• **EXERCISE REQUIREMENTS**:
Copy the data precisely, keeping every character.
= = = =
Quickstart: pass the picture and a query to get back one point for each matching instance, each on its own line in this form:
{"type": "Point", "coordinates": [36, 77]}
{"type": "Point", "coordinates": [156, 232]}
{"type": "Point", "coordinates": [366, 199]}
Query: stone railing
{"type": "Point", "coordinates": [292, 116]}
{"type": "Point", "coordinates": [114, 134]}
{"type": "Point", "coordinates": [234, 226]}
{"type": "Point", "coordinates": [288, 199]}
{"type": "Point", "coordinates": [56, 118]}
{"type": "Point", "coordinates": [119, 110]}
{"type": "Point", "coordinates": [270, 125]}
= = = =
• **TASK SOLUTION**:
Quickstart: pass the picture and a query to get back one point for each matching instance, each on its own line in this form:
{"type": "Point", "coordinates": [36, 77]}
{"type": "Point", "coordinates": [156, 232]}
{"type": "Point", "coordinates": [366, 199]}
Query: stone railing
{"type": "Point", "coordinates": [292, 116]}
{"type": "Point", "coordinates": [114, 134]}
{"type": "Point", "coordinates": [234, 226]}
{"type": "Point", "coordinates": [288, 199]}
{"type": "Point", "coordinates": [56, 118]}
{"type": "Point", "coordinates": [119, 110]}
{"type": "Point", "coordinates": [270, 125]}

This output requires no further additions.